- SFIDA 1
Per favore, spiega in una-tre frasi perché, secondo il brano sulla Biblioteca Malatestiana, Celenza e Pupillo scrivono che della Malatestiana di Rimini si ignorano le dimensioni.

- BRANO DI PARTENZA
= = = = =
Dal 1901 si conosce l'inventario perugino (1560) della Biblioteca Malatestiana di Rimini nel Convento di San Francesco (Tempio), edito da Giuseppe Mazzatinti. La Biblioteca era costituita da due file di plutei di venti elementi ciascuna, con "circa" 150 opere nella prima e 123 nella seconda.
L'inventario è sfuggito a Christopher S. Celenza e Bridget Pupillo (della Johns Hopkins University), ai quali va il merito di valorizzare la nostra Malatestiana. Che hanno inserito nel loro saggio su "Le grandi biblioteche pubbliche nel Quattrocento", contenuto nel primo volume sulle origini del Rinascimento (a cura di A. De Vincentiis), del monumentale "Atlante delle letteratura italiana" (2010) ideato da S. Luzzato e G. Pedullà.
I due studiosi statunitensi, non avendo esaminato l'inventario del 1560, scrivono che della Malatestiana di Rimini si ignorano le dimensioni. Ma ricordano che l'umanista Roberto Valturio (1413-83) lasciò ad essa la propria collezione di manoscritti, perché fosse a disposizione dei cittadini. E che nel testamento di Galeotto Roberto Malatesti (1430) "si esprime l'intenzione di seguire la volontà dello zio Carlo" di creare una biblioteca pubblica a Rimini.
= = = = =
- Record contenuti in un dataset
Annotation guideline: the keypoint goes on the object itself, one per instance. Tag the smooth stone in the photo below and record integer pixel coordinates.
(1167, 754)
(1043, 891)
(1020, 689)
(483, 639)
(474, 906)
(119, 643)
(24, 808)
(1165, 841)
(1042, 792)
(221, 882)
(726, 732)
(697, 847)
= = = = =
- SFIDA 2
Riscrivi tutti i record del dataset sostituendo "smooth stone" con "flat stone" e lasciando invariato tutto il resto.

- RISPOSTA CORRETTA 1
Lo scrivono perché non hanno esaminato l'inventario del 1560, che era loro sfuggito. Quell'inventario descrive invece la Biblioteca come due file di plutei di venti elementi ciascuna, con circa 150 opere nella prima e 123 nella seconda.

- RISPOSTA CORRETTA 2
Annotation guideline: the keypoint goes on the object itself, one per instance. Tag the flat stone in the photo below and record integer pixel coordinates.
(1167, 754)
(1043, 891)
(1020, 689)
(483, 639)
(474, 906)
(119, 643)
(24, 808)
(1165, 841)
(1042, 792)
(221, 882)
(726, 732)
(697, 847)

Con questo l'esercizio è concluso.